Daartoe liet hij dan modellen in toepasselijke kleding
in zijn atelier poseren en maakte hij nauwkeurige
figuurstudies in een schetsboek. Zoals Kraayenga
reeds opmerkte, zijn de studies voor de figuren op het
schilderij van het Atheneum Illustre te herkennen in
een van de schetsboeken uit de schenking van de
dames Springer, zodat op de tentoonstelling
verschillende stadia uit de ontstaansgeschiedenis van
dit schilderij te zien zijn.
Een apart onderdeel van Springers getekende oeuvre
vormen zijn waterverftekeningen. In sommige gevallen
herhalen deze composities van zijn schilderijen, in
andere — meestal op kleiner formaat — maakte hij
sfeerbeelden van stille straatjes en achterbuurtjes, die
hij als ‘albumschilderijtjes’ bestempelde.

• **AANGELEVERDE REGELS**
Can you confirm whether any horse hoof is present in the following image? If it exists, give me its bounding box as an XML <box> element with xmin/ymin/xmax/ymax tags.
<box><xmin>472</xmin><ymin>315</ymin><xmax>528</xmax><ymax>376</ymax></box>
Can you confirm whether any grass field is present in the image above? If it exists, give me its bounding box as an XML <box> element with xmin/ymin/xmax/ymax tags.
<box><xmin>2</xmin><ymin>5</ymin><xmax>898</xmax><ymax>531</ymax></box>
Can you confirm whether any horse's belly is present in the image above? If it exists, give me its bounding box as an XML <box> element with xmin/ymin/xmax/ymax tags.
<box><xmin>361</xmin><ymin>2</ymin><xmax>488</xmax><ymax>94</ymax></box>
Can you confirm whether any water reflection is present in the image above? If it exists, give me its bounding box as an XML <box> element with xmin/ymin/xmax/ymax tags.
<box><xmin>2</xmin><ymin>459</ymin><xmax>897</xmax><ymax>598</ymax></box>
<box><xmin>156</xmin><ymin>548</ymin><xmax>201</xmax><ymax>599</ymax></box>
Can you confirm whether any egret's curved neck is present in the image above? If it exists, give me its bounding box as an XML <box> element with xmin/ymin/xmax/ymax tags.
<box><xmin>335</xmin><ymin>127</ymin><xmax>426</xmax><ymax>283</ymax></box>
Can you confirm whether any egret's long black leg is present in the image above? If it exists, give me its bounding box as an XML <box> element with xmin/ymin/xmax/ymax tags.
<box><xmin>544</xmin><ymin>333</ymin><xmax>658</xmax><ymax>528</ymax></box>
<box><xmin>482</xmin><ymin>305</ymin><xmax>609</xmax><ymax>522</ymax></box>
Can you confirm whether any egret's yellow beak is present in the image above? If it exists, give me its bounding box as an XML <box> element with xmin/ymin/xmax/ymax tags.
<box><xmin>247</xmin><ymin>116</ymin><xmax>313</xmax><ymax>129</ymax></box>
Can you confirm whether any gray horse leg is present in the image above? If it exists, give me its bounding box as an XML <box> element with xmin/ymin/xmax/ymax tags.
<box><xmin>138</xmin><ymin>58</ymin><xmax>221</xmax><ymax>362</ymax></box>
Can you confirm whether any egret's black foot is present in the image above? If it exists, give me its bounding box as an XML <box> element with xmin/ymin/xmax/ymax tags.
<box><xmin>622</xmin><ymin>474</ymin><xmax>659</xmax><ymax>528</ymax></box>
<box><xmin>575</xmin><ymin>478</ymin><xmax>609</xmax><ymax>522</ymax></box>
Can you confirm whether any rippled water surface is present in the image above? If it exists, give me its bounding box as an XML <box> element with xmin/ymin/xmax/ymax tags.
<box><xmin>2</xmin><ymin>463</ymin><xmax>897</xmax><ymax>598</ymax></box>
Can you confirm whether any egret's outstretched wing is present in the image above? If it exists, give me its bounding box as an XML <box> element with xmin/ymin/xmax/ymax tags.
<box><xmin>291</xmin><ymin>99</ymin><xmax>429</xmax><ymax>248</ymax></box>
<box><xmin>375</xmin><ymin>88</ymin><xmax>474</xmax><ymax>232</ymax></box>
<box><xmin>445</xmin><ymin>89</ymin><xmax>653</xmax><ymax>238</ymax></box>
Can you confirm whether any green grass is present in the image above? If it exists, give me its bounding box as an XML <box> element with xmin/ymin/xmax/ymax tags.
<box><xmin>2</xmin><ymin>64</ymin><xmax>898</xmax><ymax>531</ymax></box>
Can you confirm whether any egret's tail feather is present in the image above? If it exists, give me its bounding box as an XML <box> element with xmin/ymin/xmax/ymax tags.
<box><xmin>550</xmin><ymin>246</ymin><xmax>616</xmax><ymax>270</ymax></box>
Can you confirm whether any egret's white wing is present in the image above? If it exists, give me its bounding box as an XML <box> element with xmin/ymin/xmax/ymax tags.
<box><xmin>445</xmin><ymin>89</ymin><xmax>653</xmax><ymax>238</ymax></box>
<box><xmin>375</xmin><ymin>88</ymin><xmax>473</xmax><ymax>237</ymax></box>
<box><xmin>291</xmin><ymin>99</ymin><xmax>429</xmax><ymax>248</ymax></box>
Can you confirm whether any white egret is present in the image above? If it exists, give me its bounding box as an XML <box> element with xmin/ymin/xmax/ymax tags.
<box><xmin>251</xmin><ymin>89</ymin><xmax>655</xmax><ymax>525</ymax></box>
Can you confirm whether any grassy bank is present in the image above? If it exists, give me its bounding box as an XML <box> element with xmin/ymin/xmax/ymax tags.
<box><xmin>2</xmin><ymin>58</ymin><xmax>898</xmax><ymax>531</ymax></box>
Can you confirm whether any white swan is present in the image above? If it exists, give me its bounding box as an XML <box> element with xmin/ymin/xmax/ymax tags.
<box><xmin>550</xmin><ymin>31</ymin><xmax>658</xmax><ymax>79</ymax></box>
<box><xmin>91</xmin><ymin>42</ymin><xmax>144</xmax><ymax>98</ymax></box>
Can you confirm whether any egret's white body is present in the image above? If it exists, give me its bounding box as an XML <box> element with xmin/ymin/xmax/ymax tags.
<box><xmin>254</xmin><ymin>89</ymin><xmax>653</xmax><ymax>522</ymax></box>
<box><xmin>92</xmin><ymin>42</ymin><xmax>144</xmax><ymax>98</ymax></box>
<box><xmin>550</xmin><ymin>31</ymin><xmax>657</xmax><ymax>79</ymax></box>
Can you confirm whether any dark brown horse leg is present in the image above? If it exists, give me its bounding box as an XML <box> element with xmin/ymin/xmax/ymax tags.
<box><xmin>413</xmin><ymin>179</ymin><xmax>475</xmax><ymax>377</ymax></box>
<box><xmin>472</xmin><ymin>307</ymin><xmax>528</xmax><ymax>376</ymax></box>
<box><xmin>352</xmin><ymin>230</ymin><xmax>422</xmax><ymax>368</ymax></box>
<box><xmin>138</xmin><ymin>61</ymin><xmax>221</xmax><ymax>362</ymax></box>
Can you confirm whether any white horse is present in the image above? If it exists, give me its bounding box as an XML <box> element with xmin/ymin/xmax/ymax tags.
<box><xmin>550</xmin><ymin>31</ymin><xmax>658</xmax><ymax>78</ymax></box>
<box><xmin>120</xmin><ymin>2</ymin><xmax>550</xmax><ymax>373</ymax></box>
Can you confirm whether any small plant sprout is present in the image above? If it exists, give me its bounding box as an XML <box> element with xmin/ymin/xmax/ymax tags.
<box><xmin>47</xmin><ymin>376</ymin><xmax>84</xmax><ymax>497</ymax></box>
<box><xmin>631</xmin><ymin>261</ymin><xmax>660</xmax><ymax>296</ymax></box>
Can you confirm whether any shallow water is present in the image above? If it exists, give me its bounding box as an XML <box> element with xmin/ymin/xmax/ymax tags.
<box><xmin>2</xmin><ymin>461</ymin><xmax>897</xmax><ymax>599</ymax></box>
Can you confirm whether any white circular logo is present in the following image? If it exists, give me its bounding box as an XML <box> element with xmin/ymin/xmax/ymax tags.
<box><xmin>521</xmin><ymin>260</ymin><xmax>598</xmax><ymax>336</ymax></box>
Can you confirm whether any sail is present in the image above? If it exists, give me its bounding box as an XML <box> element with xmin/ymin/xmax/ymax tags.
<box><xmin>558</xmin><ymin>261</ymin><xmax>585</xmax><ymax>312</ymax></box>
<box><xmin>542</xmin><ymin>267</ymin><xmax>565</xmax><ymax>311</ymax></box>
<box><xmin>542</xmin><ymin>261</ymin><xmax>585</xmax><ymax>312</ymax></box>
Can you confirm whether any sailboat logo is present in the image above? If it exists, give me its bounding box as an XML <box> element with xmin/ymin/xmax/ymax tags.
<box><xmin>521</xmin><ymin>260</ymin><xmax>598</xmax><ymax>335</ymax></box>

• **OPDRACHT**
Neem uit de tekst over Springers tekeningen alles over van "Daartoe liet hij" tot en met "te zien zijn.", en wijzig daarbij "atelier" in "werkplaats".

• **VOLLEDIG ANTWOORD**
Daartoe liet hij dan modellen in toepasselijke kleding
in zijn werkplaats poseren en maakte hij nauwkeurige
figuurstudies in een schetsboek. Zoals Kraayenga
reeds opmerkte, zijn de studies voor de figuren op het
schilderij van het Atheneum Illustre te herkennen in
een van de schetsboeken uit de schenking van de
dames Springer, zodat op de tentoonstelling
verschillende stadia uit de ontstaansgeschiedenis van
dit schilderij te zien zijn.